▸ **CONSIGNE 1**
Recopiez mot pour mot le passage de l'extrait qui va de « La cour examine » à « débits de boissons). ».
▸ **CONSIGNE 2**
D'après l'extrait, de quoi l'activité principale de l'entreprise ne dépend-elle nullement ?

▸ **EXTRAIT DU TEXTE**
________________________________________
Le tribunal du travail avait relevé que l’activité principale à laquelle le personnel était affecté était, malgré l’organisation de classes à thèmes et d’hébergement dans ce cadre, des fonctions relevant de « la cuisine, l’entretien et l’éducation ». Le tribunal du travail avait relevé qu’à l’époque une seule personne était concernée et que toute considération autre que réglementaire (même importante sur le plan humain) était sans pertinence.

Dans son arrêt du 14 septembre 2007, la Cour de cassation a rappelé que le ressort d’une commission paritaire est en règle déterminé par l’activité principale de l’entreprise sauf critères autres dans l’arrêté d’institution. Dans le cadre de l’industrie hôtelière, il n’y a pas de critères déterminant le ressort de la commission paritaire. En conséquence, pour la Cour suprême, le juge du fond n’a pas en l’espèce légalement justifié sa décision selon laquelle l’entreprise dépend de celle-ci.

La cour examine ensuite l’article 1er de l’Arrêté royal du 4 octobre 1974, qu’elle reproduit in extenso, étant la disposition énumérant les exploitations admises comme dépendant de l’Horeca (hôtels, restaurants et débits de boissons).

Elle va reprendre ensuite les principes relatifs à la détermination de la commission paritaire compétente, étant qu’il y a lieu de rechercher l’activité principale de l’entreprise et que pour avoir cette qualité, il faut d’abord occuper du personnel et celui-ci doit en outre être affecté à cette activité.

Elle recherche dès lors l’activité principale de l’ASBL et constate qu’elle a toujours été présentée comme une entreprise d’animation culturelle et artistique. Diverses personnes étant affectées à des tâches éducatives et d’animation, la cour renvoie à l’arrêt de la Cour suprême du 14 mai 2007, rappelant que le fait que certains des contrats en cours soient limités dans le temps n’a pas pour conséquence de faire de l’activité en cause une activité non permanente, contrairement aux tâches qui seraient exercées par des personnes sous contrat à durée indéterminée. L’activité principale de l’entreprise ne dépend nullement de la nature des contrats de travail.
________________________________________
Éléments du jeu de données
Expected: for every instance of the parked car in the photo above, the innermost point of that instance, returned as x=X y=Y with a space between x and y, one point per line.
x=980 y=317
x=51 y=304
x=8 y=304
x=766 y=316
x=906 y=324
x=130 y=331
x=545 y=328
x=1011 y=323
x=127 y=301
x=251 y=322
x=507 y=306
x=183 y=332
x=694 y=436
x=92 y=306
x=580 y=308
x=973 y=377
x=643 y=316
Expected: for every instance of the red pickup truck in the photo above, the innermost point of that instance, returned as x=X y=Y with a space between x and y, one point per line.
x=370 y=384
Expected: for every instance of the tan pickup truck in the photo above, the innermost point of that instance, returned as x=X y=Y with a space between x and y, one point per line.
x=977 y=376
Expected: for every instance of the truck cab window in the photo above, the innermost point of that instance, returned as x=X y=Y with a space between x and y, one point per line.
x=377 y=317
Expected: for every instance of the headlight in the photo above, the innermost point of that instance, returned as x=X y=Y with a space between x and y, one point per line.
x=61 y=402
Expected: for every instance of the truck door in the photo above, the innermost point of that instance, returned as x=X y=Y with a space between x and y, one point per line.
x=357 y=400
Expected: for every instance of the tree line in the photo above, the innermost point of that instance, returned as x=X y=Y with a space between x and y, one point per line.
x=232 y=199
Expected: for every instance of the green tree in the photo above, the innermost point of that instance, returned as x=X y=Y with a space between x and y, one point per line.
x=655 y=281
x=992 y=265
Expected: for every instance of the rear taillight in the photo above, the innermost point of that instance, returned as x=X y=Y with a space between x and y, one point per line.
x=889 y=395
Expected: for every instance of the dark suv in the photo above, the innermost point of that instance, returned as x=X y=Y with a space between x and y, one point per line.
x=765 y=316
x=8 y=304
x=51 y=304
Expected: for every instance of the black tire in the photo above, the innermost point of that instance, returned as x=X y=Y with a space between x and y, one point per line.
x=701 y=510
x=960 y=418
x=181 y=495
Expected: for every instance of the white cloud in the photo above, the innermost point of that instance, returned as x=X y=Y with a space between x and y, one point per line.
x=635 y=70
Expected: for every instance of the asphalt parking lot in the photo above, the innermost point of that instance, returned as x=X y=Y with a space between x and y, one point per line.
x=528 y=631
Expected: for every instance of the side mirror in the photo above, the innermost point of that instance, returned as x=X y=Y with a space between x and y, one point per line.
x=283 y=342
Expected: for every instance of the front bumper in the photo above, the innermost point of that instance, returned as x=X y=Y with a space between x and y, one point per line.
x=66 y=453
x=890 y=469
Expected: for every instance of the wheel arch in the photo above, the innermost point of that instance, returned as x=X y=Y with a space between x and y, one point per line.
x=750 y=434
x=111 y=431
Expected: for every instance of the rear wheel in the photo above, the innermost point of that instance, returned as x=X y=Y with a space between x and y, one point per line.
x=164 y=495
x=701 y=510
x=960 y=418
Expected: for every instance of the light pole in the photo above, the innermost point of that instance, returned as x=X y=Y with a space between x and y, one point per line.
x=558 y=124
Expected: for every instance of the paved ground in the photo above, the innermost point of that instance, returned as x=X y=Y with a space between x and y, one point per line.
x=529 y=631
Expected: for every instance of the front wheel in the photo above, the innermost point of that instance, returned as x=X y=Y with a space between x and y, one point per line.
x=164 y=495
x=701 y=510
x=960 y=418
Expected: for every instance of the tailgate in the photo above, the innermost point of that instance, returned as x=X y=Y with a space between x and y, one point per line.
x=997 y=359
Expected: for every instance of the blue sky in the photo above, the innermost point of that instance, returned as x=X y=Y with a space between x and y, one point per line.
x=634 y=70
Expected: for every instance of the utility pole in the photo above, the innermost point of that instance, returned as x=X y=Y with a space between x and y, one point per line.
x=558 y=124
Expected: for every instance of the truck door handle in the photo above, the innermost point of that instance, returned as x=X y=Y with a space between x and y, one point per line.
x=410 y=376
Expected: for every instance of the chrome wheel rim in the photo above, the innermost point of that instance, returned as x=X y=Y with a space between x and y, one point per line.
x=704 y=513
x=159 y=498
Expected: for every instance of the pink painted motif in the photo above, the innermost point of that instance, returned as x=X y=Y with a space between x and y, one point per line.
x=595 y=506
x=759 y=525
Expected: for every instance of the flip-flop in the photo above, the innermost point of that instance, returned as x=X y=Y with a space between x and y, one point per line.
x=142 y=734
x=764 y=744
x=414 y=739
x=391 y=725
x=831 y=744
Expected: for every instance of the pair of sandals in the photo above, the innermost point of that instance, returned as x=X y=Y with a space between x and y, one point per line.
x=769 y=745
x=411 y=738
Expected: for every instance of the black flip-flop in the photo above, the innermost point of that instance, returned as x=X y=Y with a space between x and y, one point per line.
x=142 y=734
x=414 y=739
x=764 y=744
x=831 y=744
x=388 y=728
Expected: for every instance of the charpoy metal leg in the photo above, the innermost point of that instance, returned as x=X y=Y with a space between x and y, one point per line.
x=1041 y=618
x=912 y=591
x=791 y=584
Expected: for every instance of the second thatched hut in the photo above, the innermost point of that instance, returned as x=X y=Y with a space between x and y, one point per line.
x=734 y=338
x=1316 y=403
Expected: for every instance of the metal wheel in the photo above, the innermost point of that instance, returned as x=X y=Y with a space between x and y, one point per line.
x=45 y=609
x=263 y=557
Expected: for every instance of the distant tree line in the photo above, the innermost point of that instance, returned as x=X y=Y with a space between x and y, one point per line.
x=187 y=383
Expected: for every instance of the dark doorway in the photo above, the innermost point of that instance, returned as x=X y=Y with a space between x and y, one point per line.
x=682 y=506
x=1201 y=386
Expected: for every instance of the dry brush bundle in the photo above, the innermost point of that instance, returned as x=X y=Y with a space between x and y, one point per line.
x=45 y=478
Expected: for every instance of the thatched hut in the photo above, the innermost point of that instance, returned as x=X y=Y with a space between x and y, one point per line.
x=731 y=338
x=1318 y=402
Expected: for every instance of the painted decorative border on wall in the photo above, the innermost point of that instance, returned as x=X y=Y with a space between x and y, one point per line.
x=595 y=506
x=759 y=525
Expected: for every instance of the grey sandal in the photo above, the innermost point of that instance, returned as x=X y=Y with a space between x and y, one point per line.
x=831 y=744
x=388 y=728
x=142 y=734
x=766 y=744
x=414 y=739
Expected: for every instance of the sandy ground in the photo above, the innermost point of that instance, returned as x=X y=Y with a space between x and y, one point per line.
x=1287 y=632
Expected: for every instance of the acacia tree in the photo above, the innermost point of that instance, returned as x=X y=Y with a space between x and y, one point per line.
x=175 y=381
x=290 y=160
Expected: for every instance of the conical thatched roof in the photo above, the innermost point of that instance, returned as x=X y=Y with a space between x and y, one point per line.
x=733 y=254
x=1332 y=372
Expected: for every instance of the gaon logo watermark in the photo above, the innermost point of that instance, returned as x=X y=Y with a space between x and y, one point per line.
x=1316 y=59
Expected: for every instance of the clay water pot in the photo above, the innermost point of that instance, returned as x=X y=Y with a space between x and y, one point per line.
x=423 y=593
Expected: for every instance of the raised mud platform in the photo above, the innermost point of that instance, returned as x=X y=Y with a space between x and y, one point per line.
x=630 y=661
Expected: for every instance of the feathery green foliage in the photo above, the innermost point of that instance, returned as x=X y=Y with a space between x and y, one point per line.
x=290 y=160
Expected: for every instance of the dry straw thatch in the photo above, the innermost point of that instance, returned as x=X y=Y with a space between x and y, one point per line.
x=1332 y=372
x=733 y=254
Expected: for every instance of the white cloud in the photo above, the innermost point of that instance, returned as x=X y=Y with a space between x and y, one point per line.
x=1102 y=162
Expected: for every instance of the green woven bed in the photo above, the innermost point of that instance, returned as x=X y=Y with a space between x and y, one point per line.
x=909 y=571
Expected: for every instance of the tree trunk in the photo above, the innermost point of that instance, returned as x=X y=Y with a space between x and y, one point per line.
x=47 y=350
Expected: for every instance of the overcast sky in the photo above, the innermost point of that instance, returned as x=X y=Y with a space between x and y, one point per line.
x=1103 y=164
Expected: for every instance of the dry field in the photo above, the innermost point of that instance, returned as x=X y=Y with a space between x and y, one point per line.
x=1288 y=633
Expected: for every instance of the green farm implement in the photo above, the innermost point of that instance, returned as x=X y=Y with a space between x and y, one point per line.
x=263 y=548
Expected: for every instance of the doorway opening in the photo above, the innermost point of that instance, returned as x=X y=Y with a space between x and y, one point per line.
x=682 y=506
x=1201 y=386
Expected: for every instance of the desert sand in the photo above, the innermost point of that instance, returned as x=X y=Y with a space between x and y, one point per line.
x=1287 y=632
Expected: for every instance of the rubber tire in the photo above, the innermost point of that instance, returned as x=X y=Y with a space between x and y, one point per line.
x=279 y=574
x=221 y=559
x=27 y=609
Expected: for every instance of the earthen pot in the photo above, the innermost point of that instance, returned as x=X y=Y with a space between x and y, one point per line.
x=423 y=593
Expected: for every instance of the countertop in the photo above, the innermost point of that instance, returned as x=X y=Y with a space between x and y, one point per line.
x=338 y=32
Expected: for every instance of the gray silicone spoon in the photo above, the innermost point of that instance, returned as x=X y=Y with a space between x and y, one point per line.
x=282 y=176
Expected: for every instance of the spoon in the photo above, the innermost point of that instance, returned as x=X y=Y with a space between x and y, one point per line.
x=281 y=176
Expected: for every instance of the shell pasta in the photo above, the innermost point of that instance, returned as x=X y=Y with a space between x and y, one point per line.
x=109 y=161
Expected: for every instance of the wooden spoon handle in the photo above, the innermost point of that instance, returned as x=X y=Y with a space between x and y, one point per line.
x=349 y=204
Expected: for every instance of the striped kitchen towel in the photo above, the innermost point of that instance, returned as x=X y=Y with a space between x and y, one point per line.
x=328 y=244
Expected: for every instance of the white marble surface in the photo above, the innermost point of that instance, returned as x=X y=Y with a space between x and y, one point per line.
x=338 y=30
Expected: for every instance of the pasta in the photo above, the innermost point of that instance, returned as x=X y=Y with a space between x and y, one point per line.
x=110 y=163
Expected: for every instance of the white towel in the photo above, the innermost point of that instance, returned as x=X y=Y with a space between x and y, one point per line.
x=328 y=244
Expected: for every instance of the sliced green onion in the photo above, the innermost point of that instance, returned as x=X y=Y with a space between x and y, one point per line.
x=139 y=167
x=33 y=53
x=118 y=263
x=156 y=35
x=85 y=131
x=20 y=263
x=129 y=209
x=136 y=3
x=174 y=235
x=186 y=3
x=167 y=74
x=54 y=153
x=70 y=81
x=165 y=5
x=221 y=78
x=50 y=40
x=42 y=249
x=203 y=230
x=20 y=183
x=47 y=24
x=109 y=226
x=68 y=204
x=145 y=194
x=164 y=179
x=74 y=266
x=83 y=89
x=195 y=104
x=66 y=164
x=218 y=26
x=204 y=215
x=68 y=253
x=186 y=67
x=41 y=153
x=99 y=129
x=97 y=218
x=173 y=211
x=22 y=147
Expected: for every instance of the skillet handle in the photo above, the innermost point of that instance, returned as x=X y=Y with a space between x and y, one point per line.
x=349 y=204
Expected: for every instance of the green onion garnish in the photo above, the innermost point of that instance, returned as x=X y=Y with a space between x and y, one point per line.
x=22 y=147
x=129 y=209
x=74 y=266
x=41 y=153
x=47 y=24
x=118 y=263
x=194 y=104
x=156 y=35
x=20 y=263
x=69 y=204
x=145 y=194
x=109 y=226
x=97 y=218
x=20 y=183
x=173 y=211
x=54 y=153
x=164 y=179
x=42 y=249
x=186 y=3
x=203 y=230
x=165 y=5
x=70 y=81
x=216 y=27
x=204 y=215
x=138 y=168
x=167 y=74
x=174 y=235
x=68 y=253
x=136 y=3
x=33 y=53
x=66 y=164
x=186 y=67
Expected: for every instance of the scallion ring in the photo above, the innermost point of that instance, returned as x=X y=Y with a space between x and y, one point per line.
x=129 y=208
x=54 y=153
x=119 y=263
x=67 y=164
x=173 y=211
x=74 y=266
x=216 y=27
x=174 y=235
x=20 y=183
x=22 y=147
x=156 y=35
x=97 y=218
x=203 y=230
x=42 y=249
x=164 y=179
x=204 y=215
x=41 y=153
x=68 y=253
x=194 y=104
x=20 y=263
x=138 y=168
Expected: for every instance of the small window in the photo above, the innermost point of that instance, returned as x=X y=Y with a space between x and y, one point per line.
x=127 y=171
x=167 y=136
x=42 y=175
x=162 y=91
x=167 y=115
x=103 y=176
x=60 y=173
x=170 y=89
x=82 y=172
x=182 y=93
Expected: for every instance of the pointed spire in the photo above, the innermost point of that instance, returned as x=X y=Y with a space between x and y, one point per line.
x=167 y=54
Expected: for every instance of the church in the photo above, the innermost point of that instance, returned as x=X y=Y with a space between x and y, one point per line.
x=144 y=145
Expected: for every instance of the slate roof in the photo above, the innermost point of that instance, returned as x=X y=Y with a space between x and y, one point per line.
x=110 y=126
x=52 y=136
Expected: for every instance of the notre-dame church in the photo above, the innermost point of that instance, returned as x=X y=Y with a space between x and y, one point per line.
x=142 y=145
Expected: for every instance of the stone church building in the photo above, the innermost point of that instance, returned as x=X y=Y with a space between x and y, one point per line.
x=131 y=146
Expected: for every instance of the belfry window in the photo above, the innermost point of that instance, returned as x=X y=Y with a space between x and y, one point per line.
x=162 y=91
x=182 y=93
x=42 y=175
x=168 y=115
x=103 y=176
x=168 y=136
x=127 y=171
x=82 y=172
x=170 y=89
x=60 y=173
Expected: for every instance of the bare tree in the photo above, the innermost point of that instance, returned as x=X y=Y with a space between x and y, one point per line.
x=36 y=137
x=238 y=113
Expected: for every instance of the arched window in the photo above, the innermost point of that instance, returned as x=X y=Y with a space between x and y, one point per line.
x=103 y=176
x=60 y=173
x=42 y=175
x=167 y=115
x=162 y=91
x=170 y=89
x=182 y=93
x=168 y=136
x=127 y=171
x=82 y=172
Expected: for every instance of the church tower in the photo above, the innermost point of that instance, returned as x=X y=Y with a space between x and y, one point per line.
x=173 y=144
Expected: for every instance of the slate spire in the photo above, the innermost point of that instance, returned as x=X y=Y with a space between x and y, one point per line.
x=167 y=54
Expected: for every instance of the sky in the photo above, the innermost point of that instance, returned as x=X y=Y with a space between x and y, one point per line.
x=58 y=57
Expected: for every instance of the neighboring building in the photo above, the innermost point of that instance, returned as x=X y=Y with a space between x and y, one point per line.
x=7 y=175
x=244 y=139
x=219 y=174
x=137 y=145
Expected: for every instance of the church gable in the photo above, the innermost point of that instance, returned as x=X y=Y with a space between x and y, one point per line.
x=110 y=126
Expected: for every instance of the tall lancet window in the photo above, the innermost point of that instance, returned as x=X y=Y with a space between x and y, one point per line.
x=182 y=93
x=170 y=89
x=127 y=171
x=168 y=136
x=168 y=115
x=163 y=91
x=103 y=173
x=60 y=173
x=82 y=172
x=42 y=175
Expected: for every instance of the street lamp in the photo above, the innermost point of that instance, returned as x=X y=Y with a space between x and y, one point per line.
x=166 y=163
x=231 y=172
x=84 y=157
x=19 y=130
________________________________________
▸ **CORRIGÉ RÉDIGÉ 1**
La cour examine ensuite l’article 1er de l’Arrêté royal du 4 octobre 1974, qu’elle reproduit in extenso, étant la disposition énumérant les exploitations admises comme dépendant de l’Horeca (hôtels, restaurants et débits de boissons).

▸ **CORRIGÉ RÉDIGÉ 2**
Elle ne dépend nullement de la nature des contrats de travail.